◆ SELECTED EXCERPT:

☆ ☆ ☆ ☆

The process of producing the wires of different diameters is accomplished by pulling a wire through a hardened die usually made up carbide. However a smaller diameter wires are drawn through a die made of diamond. The larger diameter oriented wire is first cleaned, pickled, washed and then lubricated.  It is normally done by acid pickling. After picklng, it is washed in water and coated with lime and other lubricants. To make for an easier entrance of wire into the die, the end of the stock is made pointed to facilitate the entry. A pointed or reduced diameter at the end of wire duly lubricated is pushed or introduced through the die which is water cooled also. This pointing is done by means of rotary swaging or by simple hammering. It is then gripped and pulled for attaching it to a power driven reel. The wire diameter is reduced in die because of the ductility property of the material to the smaller diameter through one set of die. For more reduction in diameter of the wire, various sets of dies can be used in line for subsequent reduction in diameter at each stage.  The reduction in each pass through the die range about 10% for steel and 40% for ductile materials such as copper.

☆ ☆ ☆ ☆

◆ RECORDS PROVIDED:
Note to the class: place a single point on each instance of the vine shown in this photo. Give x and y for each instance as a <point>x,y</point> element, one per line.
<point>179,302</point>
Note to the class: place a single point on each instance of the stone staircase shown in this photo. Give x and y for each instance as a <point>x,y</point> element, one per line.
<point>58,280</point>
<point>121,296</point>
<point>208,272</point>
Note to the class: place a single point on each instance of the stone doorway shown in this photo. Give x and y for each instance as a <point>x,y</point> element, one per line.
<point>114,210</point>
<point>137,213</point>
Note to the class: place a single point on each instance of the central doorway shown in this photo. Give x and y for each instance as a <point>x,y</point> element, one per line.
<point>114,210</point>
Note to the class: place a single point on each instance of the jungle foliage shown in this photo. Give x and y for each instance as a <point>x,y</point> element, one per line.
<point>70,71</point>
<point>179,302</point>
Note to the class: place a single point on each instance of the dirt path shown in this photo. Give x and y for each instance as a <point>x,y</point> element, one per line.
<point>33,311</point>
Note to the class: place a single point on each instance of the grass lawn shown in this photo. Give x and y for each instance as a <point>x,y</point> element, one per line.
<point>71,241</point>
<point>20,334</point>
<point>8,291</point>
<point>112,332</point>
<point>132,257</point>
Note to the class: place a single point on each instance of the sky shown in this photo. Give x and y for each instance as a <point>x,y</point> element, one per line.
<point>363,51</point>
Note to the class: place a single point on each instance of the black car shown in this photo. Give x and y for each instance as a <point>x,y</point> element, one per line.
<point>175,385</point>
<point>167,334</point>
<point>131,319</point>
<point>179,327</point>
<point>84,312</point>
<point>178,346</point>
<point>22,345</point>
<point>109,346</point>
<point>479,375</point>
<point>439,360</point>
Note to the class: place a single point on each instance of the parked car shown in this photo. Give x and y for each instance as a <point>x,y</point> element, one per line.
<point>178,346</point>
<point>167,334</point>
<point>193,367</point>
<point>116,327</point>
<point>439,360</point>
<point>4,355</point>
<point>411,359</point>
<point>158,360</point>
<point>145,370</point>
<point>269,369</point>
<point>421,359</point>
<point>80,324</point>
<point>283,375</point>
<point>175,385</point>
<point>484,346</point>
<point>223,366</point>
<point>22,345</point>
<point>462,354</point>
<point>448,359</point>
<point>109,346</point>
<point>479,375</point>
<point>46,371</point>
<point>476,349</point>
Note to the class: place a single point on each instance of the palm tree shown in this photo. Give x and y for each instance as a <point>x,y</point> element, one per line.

☆ ☆ ☆ ☆

◆ EXERCISE PROMPT: Continue the wire drawing text from its final sentence.

◆ TASK RESULT:
The drawing of the wire starts with a rod or coil of hot rolled steel, which is 0.8 to 1.6 mm larger than the final size required.  The material should be sufficiently ductile since it is pulled by the tensile forces. Hence, the wire may have to be annealed properly to provide the necessary ductility. Further, the wire is to go through the conical portion and then pulled out through the exit by the gripper. To carry the lubricant input through the die, special methods such as gulling, coppering, phosphating and liming are used.  

For very thin wires, electrolytic coating of copper is used to reduce friction. The dies used for wire drawing are severely affected because of high stresses and abrasion.

The various die materials that are used are chilled cast iron, tool steels, tungsten carbide and diamond. The cast iron dies are used for small runs. For very large sizes, alloy steels are used in making the dies. The tungsten carbide dies are used most commonly for medium size wires and large productions. The tungsten carbide dies arep referred because of their long life that is 2 to 3 times that of alloy steel dies. For very fine wires, diamond dies are used. Wire drawing improves the mechanical properties because of the cold working. The material loses its ductility during the wire drawing process and when it is to be repeatedly drawn to bring it to the final size, intermediate annealing is required to restore the ductility.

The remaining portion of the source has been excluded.